WRITTEN TASKS:
a – Say whether each statement agrees with the Exterran phantom unit amendment, answering yes or no and quoting the deciding words of the amendment: (i) the amendment takes effect as of May 1, 2014; (ii) the DER bookkeeping account bears interest; (iii) under Section 7(b) of the Plan, the Participant must consent before an Award's terms are amended.
b – Rename "debris on ground" to "loose debris" in the entries, covering everything from the line "Target: scattered rubble" down to the last of the entries, and write those lines out again with nothing else changed.

EXCERPTED PASSAGE:
--- begin ---
EXTERRAN PARTNERS, L.P. LONG-TERM INCENTIVE PLAN FIRST AMENDMENT TO AWARD NOTICE AND AGREEMENT FOR PHANTOM UNITS WITH DERS

EX-10.4 3 a14-8199_1ex10d4.htm EX-10.4

Exhibit 10.4

 

EXTERRAN PARTNERS, L.P.
LONG-TERM INCENTIVE PLAN

 

FIRST AMENDMENT TO AWARD NOTICE AND AGREEMENT

FOR PHANTOM UNITS WITH DERS

 

THIS FIRST AMENDMENT TO AWARD NOTICE AND AGREEMENT FOR PHANTOM UNITS WITH DERS (the “Amendment”) is entered into by Exterran GP LLC (the “Company”), as general partner of Exterran General Partner, L.P., the general partner of Exterran Partners, L.P. (the “Partnership”), for the benefit of the Participant (as such term is defined below). Capitalized terms used but not defined herein shall have their respective meanings set forth in the Plan (as defined below).

 

WITNESSETH:

 

WHEREAS, the Company administers the Exterran Partners, L.P. Long-Term Incentive Plan (as amended, the “Plan”);

 

WHEREAS, on each of [·] and [·], the Company, on behalf of the Partnership, awarded to [·] (the “Participant”) Phantom Units with a tandem grant of a Distribution Equivalent Right (“DER”) with respect to each Phantom Unit, pursuant to the terms of the Plan and an Award Notice and Agreement for Phantom Units with DERs (each, an “Award Notice”); and

 

WHEREAS, each Award Notice currently provides that the Company will establish a non-interest bearing DER bookkeeping account for the Participant, which shall be credited with an amount equal to any cash distributions made by the Partnership on a Common Unit during the period the Phantom Unit is outstanding, the payment of which shall be subject to the vesting and payment of the underlying Phantom Unit (the “DER Restriction”); and

 

WHEREAS, Section 7(b) of the Plan provides that the terms of an Award may be amended without the consent of the Participant, provided that such amendment does not materially reduce the benefit to the Participant; and

 

WHEREAS, the Company desires to amend each Award Notice covering an award of Phantom Units that is outstanding as of May 1, 2014 to (i) delete the language regarding the DER Restriction and (ii) provide that each DER granted in tandem with a Phantom Unit will entitle the holder to receive amounts equal to any distributions that (a) are made by the Partnership in respect of the Common Unit underlying the Phantom Unit to which such DER relates and (b) has a distribution date occurring between the grant date of the Phantom Unit and the payment or forfeiture of the Phantom Unit to which such DER corresponds, in each case, as set forth in this Amendment;

 

NOW, THEREFORE, effective as of May 1, 2014, each Award Notice is hereby amended as follows:

 



 

1.              Paragraph 1 of the Award Notice is amended and restated in its entirety to read as follows:

 

1. Award.  You have been granted Phantom Units, each with a tandem grant of a DER (together, your “Award”) as provided above.  Each Phantom Unit shall be issued in tandem with a corresponding DER, which shall entitle you to payments in an amount equal to Partnership distributions in accordance with Section 6 below.”
--- end ---
DATA ENTRIES:
--- begin ---
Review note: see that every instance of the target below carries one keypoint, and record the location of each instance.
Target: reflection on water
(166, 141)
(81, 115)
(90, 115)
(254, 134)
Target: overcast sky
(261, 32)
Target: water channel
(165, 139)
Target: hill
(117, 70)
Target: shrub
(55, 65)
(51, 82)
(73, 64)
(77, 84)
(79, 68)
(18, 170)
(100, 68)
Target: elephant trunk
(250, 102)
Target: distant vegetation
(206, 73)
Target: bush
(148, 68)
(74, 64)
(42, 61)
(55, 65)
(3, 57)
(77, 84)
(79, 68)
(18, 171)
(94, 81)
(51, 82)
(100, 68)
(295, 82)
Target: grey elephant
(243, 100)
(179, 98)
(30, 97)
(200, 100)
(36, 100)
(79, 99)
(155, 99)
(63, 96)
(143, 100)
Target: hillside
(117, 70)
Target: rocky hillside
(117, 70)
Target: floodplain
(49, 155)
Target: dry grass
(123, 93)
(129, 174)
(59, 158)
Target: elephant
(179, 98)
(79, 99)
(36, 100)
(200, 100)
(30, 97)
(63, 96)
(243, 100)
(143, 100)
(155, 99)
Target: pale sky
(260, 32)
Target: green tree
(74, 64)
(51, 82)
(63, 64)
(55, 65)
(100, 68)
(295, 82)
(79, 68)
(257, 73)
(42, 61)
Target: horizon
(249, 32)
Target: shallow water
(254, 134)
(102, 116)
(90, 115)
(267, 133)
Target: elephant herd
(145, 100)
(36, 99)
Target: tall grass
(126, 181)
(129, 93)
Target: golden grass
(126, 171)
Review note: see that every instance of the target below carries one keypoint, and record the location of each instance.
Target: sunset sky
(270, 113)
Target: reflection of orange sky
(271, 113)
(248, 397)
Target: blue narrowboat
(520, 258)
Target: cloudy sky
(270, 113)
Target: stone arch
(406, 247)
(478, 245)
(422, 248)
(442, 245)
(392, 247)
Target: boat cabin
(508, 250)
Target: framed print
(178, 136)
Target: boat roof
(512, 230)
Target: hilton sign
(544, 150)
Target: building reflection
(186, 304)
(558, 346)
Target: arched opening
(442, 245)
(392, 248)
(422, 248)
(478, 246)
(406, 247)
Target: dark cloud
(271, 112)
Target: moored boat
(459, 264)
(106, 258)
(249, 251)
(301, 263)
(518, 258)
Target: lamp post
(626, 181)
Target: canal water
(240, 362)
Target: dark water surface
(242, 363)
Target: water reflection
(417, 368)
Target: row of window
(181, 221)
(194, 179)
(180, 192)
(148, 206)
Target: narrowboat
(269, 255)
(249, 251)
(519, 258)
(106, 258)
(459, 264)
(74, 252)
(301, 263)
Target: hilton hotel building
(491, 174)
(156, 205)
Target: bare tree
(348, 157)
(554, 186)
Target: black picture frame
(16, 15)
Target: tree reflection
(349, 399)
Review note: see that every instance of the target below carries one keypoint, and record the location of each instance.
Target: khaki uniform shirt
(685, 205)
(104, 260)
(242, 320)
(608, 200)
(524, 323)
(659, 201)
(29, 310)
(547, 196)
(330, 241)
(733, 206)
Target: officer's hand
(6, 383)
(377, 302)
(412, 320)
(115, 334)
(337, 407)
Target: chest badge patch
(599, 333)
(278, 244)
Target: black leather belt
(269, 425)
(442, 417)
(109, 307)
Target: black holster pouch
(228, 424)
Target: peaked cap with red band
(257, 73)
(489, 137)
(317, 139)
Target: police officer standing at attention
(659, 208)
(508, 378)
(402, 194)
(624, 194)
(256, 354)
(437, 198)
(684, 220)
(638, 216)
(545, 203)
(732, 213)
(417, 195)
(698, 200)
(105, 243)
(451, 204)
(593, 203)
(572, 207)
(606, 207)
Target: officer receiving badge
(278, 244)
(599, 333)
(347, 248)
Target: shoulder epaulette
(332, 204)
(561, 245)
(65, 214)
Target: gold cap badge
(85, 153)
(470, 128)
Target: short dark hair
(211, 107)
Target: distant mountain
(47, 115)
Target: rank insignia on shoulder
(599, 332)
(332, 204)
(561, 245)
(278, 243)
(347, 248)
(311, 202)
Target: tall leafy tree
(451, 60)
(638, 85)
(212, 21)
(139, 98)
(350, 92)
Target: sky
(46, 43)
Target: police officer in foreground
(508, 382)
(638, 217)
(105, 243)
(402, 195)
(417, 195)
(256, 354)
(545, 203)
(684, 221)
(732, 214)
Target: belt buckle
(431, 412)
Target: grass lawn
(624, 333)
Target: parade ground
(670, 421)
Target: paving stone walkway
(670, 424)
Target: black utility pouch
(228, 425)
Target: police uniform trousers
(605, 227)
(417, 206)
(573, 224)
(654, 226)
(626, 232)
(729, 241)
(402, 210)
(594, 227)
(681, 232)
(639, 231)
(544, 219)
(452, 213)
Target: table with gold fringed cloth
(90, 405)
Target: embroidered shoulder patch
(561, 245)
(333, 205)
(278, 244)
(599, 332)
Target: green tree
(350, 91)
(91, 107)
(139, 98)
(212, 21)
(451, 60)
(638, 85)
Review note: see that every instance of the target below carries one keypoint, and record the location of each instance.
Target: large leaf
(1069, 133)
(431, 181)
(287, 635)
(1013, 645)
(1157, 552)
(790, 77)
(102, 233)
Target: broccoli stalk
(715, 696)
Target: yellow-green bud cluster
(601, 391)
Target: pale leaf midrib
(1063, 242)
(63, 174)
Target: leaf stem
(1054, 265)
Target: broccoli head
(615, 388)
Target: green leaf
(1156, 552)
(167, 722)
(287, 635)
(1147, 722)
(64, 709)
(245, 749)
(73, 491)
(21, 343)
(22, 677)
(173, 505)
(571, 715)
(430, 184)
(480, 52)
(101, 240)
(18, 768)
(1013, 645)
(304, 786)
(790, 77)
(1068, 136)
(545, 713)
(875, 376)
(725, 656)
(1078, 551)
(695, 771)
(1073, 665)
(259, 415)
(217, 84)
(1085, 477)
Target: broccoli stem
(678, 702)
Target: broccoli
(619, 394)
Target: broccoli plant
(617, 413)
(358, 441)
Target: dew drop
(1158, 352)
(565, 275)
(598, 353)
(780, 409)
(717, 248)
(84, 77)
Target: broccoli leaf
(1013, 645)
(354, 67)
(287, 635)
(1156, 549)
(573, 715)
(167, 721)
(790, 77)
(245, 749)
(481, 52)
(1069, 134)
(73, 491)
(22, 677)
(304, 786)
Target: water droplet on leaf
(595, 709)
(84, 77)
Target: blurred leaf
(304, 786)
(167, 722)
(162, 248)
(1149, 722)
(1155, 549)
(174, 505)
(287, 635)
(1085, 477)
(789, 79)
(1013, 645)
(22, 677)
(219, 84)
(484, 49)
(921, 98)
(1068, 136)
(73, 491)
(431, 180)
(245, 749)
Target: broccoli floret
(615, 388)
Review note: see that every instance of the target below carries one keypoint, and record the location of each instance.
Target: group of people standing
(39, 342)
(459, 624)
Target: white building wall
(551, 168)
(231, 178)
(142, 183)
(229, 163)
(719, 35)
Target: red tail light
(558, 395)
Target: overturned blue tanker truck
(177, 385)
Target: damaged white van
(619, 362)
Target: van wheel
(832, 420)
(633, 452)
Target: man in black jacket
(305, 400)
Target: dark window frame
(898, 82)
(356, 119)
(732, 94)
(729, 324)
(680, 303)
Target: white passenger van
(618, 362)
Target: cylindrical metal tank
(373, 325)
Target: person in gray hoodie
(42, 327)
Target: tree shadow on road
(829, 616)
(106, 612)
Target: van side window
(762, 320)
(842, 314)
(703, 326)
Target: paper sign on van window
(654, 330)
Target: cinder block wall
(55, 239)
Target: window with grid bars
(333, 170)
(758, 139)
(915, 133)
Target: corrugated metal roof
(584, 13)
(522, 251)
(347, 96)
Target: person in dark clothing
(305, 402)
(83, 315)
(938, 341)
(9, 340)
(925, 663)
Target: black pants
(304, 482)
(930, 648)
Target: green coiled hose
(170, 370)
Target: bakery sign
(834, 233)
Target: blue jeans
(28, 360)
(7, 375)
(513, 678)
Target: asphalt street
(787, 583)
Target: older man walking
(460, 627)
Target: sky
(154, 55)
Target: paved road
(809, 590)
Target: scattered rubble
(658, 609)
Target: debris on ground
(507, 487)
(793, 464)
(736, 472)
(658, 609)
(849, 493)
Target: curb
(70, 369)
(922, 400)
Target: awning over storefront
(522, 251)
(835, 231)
--- end ---
SOLUTIONS BY TASK:
a –
(i) Yes: "NOW, THEREFORE, effective as of May 1, 2014, each Award Notice is hereby amended as follows"
(ii) No: "a non-interest bearing DER bookkeeping account"
(iii) No: "the terms of an Award may be amended without the consent of the Participant"

b –
Target: scattered rubble
(658, 609)
Target: loose debris
(507, 487)
(793, 464)
(736, 472)
(658, 609)
(849, 493)
Target: curb
(70, 369)
(922, 400)
Target: awning over storefront
(522, 251)
(835, 231)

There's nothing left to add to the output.